[Task details]
Can you repeat the material below word for word, beginning at the line that contains "Find the excavator track" and ending with the last line of the material?

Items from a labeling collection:
━━━━━━

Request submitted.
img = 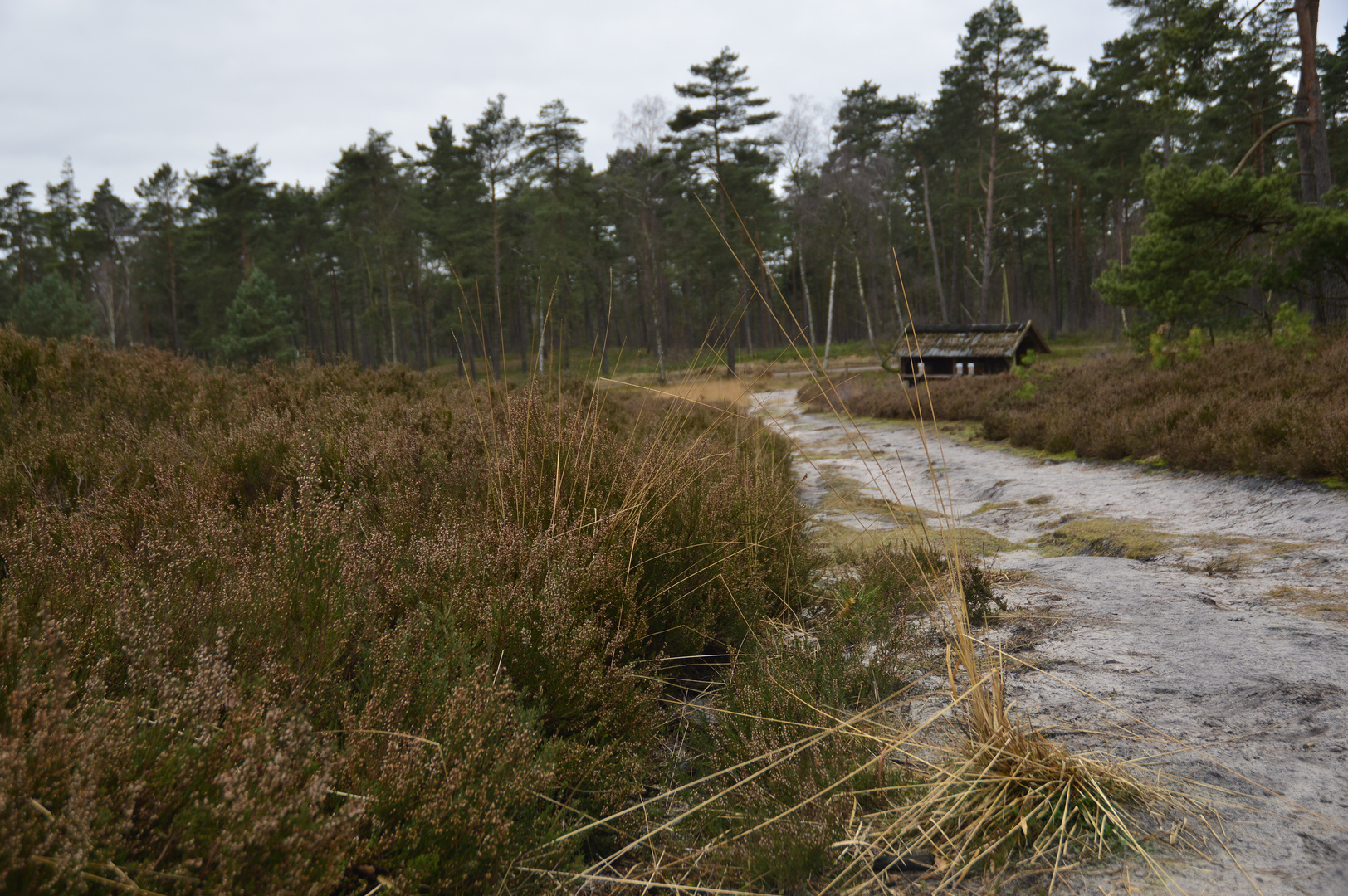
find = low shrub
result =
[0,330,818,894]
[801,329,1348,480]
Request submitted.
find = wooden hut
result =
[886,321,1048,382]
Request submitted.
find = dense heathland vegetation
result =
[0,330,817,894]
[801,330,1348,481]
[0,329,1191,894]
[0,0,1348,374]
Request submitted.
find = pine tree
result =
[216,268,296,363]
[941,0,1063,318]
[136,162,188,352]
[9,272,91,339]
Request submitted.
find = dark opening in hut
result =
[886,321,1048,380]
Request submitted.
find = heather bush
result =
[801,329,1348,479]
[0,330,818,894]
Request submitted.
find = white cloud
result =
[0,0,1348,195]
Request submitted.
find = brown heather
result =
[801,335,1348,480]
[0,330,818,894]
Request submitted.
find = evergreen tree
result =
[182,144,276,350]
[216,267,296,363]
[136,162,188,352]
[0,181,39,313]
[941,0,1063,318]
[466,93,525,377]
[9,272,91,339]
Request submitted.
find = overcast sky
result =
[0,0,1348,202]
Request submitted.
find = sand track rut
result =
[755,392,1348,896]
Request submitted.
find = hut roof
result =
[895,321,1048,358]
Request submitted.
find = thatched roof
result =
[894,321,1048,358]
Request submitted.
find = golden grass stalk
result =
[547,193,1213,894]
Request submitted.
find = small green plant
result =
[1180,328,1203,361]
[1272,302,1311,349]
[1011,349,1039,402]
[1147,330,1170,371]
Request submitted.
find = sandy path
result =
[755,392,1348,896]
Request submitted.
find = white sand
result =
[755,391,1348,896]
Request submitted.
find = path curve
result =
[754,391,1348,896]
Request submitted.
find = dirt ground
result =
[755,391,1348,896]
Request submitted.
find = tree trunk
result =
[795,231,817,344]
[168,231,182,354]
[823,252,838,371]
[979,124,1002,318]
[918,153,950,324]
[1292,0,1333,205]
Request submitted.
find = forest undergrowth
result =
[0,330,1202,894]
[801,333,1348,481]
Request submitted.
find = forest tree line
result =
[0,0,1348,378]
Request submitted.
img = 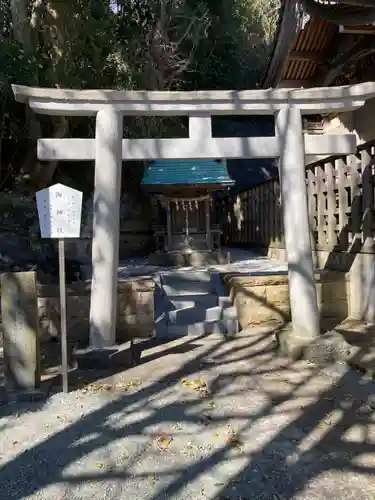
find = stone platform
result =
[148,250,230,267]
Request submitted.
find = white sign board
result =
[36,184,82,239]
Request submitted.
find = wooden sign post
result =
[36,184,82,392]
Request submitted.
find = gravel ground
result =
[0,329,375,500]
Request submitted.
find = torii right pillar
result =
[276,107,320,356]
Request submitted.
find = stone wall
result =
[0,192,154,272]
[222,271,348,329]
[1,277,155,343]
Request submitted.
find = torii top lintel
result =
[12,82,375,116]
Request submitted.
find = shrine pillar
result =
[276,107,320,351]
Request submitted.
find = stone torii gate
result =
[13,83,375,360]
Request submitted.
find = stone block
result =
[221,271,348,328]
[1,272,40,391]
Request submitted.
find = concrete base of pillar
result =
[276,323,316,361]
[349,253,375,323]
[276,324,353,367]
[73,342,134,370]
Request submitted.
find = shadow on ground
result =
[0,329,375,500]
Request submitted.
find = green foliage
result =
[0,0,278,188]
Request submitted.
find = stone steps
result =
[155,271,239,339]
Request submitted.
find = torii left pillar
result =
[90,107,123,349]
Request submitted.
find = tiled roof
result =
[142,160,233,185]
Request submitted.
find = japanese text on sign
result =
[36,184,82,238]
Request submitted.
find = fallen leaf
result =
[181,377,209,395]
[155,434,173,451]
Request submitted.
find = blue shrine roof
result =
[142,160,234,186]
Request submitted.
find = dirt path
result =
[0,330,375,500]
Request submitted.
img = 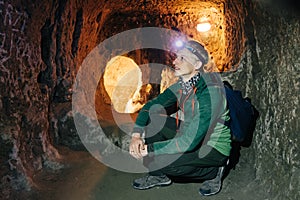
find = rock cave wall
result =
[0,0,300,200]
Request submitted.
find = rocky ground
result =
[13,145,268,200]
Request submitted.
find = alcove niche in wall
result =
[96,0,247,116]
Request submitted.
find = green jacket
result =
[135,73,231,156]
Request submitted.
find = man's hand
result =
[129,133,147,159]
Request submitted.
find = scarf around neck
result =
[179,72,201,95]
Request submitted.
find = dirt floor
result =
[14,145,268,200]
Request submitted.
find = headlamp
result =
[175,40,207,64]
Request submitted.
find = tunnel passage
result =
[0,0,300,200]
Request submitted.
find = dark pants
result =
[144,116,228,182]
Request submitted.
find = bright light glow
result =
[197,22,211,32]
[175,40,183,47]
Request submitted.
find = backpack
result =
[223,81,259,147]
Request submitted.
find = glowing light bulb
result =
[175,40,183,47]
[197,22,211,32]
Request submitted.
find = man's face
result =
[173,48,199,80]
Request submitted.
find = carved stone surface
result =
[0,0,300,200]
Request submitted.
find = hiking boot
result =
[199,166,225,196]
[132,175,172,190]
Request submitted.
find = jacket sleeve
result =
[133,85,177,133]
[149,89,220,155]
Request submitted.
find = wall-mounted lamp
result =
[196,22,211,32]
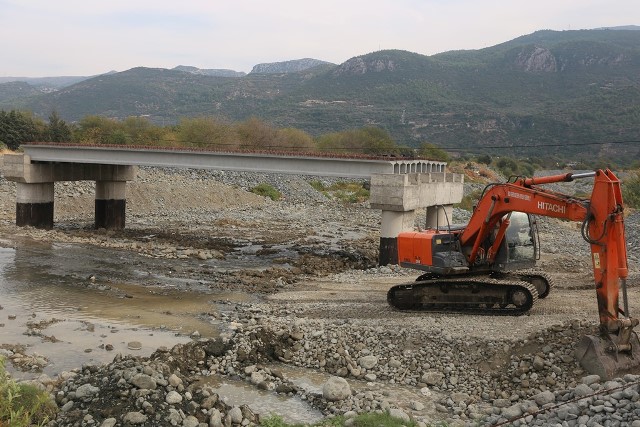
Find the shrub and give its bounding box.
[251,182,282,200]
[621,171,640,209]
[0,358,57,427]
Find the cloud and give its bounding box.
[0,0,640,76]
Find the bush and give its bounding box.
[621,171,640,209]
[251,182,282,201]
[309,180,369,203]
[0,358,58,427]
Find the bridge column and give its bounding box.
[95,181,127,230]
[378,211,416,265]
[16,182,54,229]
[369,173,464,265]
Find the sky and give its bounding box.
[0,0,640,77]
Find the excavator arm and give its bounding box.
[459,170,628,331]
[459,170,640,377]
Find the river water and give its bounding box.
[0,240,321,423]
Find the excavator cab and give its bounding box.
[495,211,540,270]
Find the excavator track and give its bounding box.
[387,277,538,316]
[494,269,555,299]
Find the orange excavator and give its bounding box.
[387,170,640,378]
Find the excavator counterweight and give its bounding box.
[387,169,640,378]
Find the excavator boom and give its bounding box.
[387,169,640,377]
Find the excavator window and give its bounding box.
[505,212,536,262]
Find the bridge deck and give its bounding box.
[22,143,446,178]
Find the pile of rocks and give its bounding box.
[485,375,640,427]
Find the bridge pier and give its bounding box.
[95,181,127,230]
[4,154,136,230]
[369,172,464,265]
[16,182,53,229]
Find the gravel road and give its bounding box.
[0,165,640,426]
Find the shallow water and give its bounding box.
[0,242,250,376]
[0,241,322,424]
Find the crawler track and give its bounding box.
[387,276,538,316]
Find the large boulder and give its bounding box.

━━━━━━

[Response to this exercise]
Find the excavator track and give its bounding box.
[387,277,538,316]
[494,269,555,299]
Find the orange excavator and give its bounding box.
[387,170,640,378]
Find the excavator counterweight and give its bounding box.
[387,169,640,378]
Find the excavator boom and give its bounding box.
[387,169,640,377]
Find the excavator window and give its bounding box.
[505,212,536,262]
Find the bridge deck and give its bounding box.
[22,143,446,178]
Find the pile of rocks and give its bounding box.
[485,375,640,427]
Find the bridge pier and give its bounding box.
[95,181,127,230]
[4,154,136,230]
[369,172,464,265]
[16,182,53,229]
Find the gravel road and give its bounding box.
[0,165,640,426]
Find the shallow water and give its bounding box.
[0,242,250,376]
[0,241,322,424]
Find the crawler track and give its bounding box.
[387,276,538,316]
Find the large boulder and give its bounding box.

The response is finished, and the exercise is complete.